ASSIGNMENT.
Beginning with the first line below, please restate each line exactly, down to and including the line containing "positive clicks: (976, 656)".

GIVEN INFORMATION.
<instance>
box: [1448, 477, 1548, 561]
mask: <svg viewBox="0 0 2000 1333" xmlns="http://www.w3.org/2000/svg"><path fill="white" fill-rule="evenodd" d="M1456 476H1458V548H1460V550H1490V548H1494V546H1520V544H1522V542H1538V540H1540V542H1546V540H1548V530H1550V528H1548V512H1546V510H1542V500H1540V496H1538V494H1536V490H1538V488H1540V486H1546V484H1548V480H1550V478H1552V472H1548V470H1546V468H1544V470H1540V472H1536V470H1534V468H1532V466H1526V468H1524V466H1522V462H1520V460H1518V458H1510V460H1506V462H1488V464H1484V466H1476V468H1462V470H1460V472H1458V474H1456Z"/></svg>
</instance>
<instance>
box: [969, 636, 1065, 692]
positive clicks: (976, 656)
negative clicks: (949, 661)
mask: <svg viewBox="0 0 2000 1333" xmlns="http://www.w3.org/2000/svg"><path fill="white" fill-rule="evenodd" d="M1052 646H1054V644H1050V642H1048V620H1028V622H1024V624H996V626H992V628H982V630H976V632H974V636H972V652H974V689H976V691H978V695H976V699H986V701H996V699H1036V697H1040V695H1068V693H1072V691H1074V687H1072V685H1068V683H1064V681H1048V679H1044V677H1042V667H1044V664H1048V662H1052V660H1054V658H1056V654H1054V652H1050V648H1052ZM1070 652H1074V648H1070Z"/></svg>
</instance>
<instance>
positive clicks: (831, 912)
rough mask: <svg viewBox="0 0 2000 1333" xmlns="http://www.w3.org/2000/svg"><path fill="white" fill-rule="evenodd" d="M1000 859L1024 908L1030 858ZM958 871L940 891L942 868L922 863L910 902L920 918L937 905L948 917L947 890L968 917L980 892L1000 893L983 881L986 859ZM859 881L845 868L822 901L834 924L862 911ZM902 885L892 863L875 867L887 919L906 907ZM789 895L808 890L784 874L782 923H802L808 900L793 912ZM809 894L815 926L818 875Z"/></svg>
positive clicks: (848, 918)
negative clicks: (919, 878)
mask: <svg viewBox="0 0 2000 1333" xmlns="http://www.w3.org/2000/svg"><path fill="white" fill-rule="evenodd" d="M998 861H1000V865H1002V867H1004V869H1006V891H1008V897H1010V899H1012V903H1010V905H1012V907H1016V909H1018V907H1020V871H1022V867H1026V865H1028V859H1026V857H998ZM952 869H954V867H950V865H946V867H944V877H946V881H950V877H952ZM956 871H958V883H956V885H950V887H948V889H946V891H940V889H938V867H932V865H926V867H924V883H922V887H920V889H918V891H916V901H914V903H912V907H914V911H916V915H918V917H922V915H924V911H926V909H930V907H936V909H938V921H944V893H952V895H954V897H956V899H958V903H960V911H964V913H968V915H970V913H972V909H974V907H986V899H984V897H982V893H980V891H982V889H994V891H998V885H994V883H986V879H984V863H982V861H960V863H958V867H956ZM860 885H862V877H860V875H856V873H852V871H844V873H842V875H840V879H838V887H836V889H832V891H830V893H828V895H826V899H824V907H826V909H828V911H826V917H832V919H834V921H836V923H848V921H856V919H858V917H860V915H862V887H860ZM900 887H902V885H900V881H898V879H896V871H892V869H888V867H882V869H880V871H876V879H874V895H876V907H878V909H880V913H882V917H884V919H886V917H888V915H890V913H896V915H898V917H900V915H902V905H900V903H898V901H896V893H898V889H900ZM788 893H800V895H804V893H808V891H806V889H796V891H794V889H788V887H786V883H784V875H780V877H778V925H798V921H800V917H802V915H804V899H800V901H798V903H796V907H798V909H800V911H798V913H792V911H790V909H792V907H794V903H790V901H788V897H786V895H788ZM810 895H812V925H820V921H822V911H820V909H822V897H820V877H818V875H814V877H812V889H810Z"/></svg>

RESULT.
<instance>
box: [1448, 477, 1548, 561]
mask: <svg viewBox="0 0 2000 1333" xmlns="http://www.w3.org/2000/svg"><path fill="white" fill-rule="evenodd" d="M1456 476H1458V548H1460V550H1490V548H1494V546H1520V544H1522V542H1538V540H1540V542H1546V540H1548V530H1550V528H1548V512H1546V510H1542V500H1540V496H1538V494H1536V490H1538V488H1540V486H1546V484H1548V480H1550V478H1552V472H1548V470H1546V468H1544V470H1540V472H1536V470H1534V468H1532V466H1526V468H1524V466H1522V462H1520V460H1518V458H1510V460H1506V462H1488V464H1484V466H1476V468H1462V470H1460V472H1458V474H1456Z"/></svg>
</instance>
<instance>
box: [969, 636, 1065, 692]
positive clicks: (976, 656)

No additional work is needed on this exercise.